What is needed —
Please list every blood pressure reading written with a slash in the hospital account, and note what each one refers to.

They wheeled me into station 12 and did some blood pressure checks. Pretty low. I’m normally a 110/70 type of guy (120/80 being average range), and I think upon admittance I was something like 70/whatever, where “whatever” equals a number they don’t care about because the systolic pressure (when the heart is pumping) is already too low for them to care about the diastolic. They put me on a IV pump and started dumping another liter of saline into me.
Somewhere in here my parents show up and of course still Erin’s hanging around. I’m on an automatic blood pressure cuff—that’s a sphygomomanometer to you folks who, like me, were forced to learn the technical term back in high school Advanced Health—that takes my blood pressure every 15 minutes. I’m also on a pulse monitor. Erin has fun watching the pulse meter move when she tells me jokes and pats me on the head. I swear the Davison clan is a goofy lot.
Eventually, a doctor came by, heard my story, and checked me out. The doctor spoke a lot of big words, none of which I understood, so I had him write down his diagnosis: “vasovagal syncope/postmicturitional syncope.” The Merck Manual medical definition of syncope is “a sudden brief loss of consciousness, with loss of postural tone.” That’s a fancy way of saying I blacked out and collapsed to the floor. “Loss of postural tone….” That still cracks me up.
Interestingly, unless you really clock yourself on a night stand or something on the way down to the floor, the condition is usually self-correcting. Laying down equalizes the blood pressure, and less than a minute later consciousness generally returns. My friend Sue likened this to an airplane stall; the airplane stalls, falls, picks up airspeed so that it doesn’t stall again. Good analogy, Sue.

Records —
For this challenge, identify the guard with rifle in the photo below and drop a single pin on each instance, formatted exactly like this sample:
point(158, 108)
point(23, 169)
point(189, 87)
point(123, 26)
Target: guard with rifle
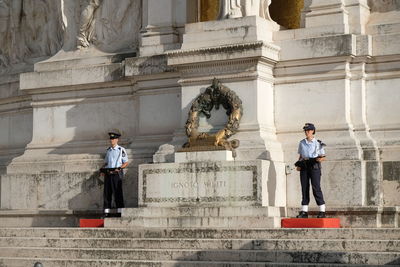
point(311, 154)
point(115, 161)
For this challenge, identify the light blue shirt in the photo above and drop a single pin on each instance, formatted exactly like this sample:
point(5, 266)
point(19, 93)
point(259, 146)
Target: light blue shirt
point(310, 149)
point(115, 157)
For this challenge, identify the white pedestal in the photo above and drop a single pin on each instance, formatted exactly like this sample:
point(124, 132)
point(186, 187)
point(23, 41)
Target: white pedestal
point(200, 156)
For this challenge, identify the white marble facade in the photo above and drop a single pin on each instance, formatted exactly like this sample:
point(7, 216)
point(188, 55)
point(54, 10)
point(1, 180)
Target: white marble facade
point(69, 75)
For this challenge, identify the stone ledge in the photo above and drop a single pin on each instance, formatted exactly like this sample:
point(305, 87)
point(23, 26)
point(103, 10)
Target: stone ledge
point(45, 218)
point(359, 217)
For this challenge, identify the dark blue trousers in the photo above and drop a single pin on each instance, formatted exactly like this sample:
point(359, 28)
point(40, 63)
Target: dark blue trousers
point(113, 186)
point(311, 173)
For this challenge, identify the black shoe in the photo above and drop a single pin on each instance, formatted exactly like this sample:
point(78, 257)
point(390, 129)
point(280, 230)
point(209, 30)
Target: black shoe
point(302, 214)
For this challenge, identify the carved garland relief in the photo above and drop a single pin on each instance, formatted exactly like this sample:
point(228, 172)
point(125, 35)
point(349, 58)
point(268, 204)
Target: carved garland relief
point(214, 96)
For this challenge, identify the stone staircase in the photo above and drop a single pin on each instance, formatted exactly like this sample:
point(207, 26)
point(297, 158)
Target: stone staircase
point(200, 217)
point(81, 247)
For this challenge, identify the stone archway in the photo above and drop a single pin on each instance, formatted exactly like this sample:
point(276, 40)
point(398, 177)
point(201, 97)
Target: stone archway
point(285, 12)
point(208, 10)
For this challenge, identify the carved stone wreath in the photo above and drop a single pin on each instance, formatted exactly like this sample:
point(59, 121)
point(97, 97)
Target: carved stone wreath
point(214, 96)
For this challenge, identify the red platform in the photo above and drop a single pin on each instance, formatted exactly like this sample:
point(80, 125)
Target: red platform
point(91, 223)
point(310, 223)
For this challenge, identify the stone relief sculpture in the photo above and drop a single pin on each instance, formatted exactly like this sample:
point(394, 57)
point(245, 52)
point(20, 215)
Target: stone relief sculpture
point(86, 23)
point(29, 29)
point(214, 96)
point(109, 25)
point(241, 8)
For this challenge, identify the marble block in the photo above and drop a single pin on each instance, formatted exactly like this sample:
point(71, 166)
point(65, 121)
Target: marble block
point(226, 183)
point(218, 155)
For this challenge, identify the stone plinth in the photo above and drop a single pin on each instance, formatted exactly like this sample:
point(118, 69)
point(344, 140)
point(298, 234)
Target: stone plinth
point(226, 183)
point(222, 155)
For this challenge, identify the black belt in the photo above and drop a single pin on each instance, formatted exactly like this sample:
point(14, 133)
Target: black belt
point(110, 170)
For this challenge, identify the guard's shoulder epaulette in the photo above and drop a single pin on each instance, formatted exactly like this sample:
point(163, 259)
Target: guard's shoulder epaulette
point(321, 143)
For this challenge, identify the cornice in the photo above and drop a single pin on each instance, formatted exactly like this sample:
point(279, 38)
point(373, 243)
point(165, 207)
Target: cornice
point(224, 48)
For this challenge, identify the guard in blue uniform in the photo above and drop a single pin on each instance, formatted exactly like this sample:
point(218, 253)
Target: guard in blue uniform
point(311, 154)
point(115, 161)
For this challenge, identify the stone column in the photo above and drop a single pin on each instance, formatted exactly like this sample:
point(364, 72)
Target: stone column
point(353, 15)
point(358, 15)
point(162, 25)
point(326, 13)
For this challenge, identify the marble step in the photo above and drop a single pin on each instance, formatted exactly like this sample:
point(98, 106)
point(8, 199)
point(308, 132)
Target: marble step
point(210, 233)
point(18, 262)
point(206, 244)
point(205, 211)
point(387, 258)
point(194, 221)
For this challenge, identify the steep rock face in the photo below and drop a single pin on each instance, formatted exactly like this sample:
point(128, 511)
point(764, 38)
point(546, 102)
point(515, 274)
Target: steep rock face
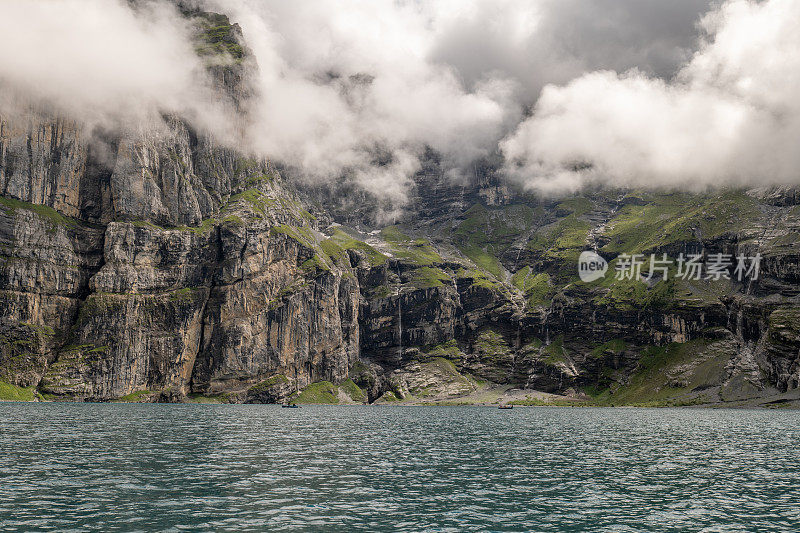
point(273, 312)
point(155, 261)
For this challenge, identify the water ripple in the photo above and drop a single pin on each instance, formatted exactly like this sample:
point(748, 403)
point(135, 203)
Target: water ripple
point(122, 467)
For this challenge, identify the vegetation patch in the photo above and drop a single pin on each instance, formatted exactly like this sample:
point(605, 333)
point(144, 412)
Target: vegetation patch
point(353, 391)
point(319, 392)
point(340, 240)
point(12, 393)
point(49, 214)
point(269, 383)
point(135, 397)
point(418, 252)
point(536, 287)
point(678, 217)
point(429, 277)
point(217, 36)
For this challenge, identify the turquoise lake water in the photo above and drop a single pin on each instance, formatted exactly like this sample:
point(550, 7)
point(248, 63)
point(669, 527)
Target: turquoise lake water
point(142, 467)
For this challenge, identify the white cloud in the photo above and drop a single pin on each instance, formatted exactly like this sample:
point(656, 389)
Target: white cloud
point(731, 115)
point(103, 61)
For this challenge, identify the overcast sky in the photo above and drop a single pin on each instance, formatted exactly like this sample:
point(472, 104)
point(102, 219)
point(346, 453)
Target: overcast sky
point(645, 93)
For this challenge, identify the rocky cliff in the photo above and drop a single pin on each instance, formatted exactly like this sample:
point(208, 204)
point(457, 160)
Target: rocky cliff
point(155, 264)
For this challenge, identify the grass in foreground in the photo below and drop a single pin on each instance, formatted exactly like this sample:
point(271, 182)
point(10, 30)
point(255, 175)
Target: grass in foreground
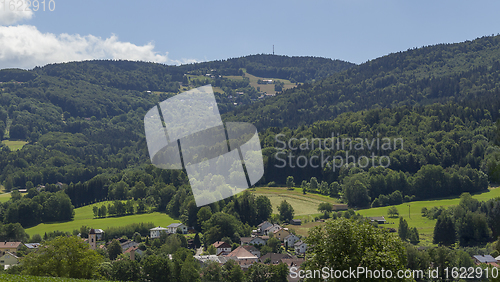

Response to this exercise —
- 110/70: the narrator's normal blood pressure
- 120/80: the average range
- 70/whatever: roughly the narrator's pressure upon admittance